WRITTEN TASK – Add 84 to every bounding box coordinate in the entries below, from the line containing "side window for overlay placement." down to the line containing "[135,274,171,302]". Give all of those lines again, keeping the text lines unchanged.

--- START ---

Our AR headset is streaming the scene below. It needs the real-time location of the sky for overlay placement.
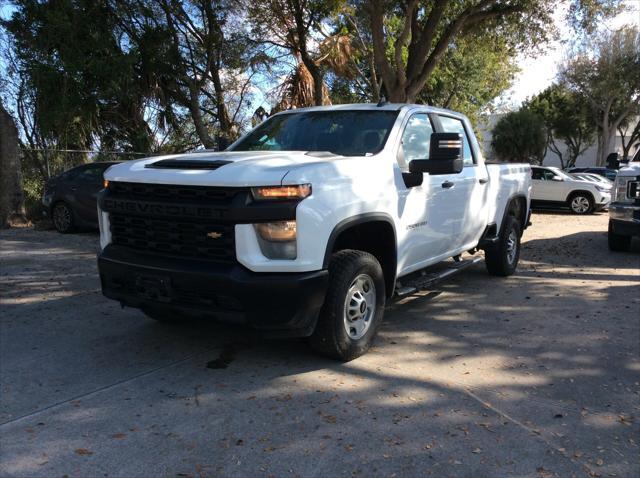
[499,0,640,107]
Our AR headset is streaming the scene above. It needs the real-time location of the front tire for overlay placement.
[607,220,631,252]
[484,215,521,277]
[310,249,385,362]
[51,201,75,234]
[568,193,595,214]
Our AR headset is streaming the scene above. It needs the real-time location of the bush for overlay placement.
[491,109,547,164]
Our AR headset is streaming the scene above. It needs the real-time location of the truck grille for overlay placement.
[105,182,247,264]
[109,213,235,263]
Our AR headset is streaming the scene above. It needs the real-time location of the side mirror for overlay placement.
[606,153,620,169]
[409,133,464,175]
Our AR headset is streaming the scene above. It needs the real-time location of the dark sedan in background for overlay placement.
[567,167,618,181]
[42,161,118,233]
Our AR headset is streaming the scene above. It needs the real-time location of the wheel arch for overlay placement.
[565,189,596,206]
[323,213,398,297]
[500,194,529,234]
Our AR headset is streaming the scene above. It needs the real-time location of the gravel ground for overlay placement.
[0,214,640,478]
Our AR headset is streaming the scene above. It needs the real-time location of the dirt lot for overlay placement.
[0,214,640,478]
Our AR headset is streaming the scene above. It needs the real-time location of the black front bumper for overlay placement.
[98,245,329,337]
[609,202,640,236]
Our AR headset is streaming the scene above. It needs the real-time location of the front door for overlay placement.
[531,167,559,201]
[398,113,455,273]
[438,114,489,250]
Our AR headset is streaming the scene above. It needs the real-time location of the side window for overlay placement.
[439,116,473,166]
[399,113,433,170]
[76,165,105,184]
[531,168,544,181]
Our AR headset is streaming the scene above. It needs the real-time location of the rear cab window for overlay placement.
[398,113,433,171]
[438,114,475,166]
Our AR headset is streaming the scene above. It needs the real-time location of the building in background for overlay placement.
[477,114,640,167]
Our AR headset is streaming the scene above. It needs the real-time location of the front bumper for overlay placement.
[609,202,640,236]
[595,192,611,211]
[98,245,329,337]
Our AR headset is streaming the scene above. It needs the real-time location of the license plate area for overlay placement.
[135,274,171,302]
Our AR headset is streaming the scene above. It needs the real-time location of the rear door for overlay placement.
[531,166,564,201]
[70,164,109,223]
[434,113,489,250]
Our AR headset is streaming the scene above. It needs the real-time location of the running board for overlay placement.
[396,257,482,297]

--- END ---
--- START ---

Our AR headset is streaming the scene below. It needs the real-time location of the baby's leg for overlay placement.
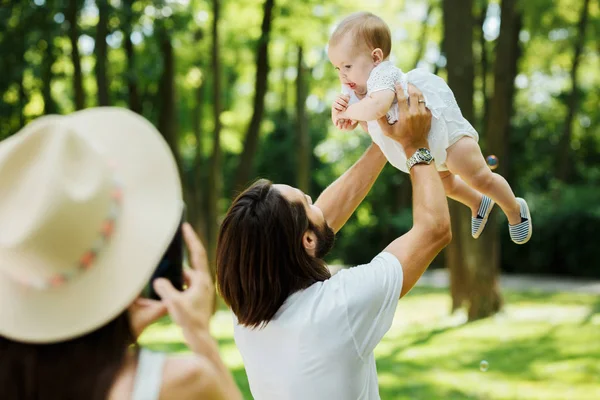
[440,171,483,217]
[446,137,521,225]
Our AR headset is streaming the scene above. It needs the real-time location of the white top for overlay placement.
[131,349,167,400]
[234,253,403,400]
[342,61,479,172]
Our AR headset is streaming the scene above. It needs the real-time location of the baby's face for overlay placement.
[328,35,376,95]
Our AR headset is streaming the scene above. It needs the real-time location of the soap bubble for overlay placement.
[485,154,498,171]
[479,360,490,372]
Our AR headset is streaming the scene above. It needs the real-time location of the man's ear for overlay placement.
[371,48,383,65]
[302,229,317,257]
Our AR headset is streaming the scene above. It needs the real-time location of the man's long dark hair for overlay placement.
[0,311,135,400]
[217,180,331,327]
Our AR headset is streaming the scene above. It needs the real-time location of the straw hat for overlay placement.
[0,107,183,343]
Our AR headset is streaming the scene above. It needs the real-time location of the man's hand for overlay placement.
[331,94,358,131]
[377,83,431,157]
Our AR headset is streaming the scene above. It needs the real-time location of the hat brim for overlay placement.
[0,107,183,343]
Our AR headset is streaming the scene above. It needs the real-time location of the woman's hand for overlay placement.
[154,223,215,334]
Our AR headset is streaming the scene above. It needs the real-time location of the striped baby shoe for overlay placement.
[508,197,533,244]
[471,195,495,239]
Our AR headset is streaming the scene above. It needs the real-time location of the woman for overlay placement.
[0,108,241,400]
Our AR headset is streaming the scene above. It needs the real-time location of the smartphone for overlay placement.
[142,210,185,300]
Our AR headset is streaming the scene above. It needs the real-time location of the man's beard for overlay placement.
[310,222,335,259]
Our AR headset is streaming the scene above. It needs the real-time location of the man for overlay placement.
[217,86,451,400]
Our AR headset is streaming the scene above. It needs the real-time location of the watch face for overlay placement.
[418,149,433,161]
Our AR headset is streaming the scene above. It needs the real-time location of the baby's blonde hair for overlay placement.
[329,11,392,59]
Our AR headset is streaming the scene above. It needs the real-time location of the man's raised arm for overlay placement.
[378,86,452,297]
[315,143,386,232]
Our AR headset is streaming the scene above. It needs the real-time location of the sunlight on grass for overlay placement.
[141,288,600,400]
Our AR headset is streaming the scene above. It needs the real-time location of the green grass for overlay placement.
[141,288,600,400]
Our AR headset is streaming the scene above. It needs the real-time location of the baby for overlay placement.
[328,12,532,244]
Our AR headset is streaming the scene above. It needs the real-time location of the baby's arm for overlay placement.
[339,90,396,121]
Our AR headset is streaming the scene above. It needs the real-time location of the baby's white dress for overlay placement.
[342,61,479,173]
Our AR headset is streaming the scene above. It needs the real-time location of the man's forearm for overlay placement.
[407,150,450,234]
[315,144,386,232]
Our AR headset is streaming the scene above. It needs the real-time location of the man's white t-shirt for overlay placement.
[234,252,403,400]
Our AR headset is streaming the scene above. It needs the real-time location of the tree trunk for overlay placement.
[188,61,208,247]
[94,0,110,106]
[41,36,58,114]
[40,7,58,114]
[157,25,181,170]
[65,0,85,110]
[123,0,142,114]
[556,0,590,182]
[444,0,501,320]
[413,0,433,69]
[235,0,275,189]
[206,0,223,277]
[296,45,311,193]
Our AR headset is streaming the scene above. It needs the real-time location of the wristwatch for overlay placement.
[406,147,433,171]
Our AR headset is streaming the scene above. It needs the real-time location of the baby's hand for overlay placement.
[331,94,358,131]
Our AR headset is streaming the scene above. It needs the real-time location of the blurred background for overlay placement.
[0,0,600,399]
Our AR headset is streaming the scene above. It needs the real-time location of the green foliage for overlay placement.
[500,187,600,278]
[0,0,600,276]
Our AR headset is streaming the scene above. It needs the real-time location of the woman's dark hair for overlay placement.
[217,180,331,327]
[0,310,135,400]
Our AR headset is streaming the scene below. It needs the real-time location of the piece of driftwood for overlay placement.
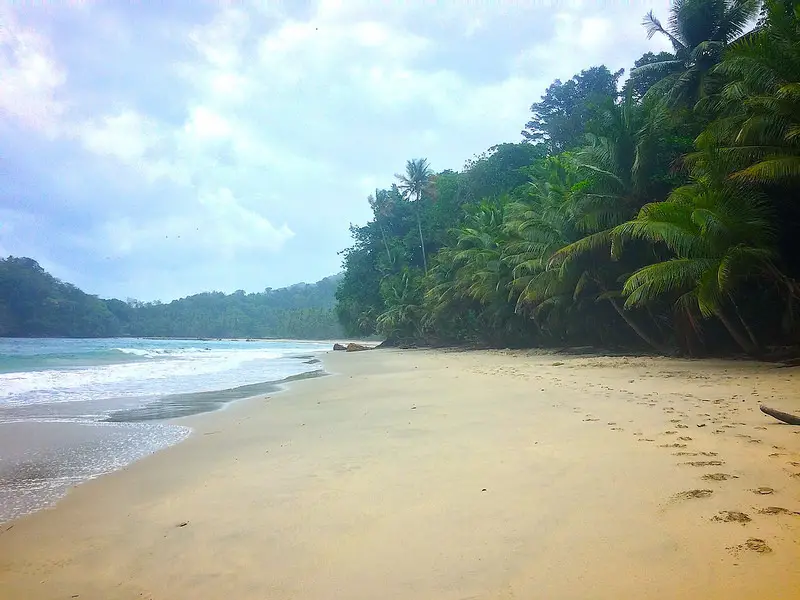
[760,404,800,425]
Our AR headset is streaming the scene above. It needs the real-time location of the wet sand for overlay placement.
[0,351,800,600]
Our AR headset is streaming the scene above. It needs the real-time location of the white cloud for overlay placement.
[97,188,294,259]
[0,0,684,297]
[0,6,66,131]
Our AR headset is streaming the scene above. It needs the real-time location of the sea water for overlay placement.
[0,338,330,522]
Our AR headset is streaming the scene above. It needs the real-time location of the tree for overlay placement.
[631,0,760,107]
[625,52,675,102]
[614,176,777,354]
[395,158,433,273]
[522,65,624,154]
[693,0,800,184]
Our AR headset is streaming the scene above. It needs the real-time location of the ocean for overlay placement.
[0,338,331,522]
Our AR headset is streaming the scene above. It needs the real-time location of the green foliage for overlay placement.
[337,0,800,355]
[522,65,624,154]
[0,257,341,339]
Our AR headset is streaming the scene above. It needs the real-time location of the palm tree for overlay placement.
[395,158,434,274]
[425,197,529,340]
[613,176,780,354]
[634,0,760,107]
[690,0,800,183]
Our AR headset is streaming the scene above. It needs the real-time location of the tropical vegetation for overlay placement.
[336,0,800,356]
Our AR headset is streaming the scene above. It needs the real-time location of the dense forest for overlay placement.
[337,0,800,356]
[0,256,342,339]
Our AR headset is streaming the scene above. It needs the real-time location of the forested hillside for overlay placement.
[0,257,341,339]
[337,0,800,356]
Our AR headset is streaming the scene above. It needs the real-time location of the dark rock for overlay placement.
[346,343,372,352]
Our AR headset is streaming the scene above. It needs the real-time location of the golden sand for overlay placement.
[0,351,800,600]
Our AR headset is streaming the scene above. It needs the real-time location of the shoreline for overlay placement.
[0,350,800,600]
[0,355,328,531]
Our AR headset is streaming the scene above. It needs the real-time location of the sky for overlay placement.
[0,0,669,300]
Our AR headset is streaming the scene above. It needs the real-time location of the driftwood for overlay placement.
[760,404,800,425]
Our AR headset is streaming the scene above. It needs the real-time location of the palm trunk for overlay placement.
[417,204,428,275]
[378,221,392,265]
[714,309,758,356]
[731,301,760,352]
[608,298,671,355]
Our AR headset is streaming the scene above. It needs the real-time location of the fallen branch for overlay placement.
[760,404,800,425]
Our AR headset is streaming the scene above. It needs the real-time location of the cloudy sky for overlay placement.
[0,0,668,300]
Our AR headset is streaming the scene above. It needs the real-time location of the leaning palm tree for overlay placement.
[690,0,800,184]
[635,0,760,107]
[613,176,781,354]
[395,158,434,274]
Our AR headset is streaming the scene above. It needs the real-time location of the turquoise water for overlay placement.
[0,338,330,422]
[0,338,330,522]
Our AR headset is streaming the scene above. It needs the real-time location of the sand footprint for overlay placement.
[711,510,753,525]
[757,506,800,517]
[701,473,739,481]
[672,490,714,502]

--- END ---

ANSWER TO THE TASK –
Our AR headset is streaming the scene above. It needs the real-time location of the side window for overlay placement.
[523,200,557,250]
[483,197,517,254]
[160,249,189,268]
[615,252,628,265]
Our AR headset is streaming the scene above. It needs the real-time location of the rear cab window for overlay placement.
[482,197,517,255]
[522,198,559,250]
Our AR headset is streaming the scene above. It needs the real-time location of the building in background for overlay placement.
[561,198,724,251]
Our AR headset is streaming the scene above. It needs the real-time location of the front bumper for overlay placement.
[693,286,724,320]
[679,276,695,295]
[182,329,413,421]
Our AR headset is streaming the scene above. It needs the real-time location of the license plate area for overlay placement.
[219,358,255,386]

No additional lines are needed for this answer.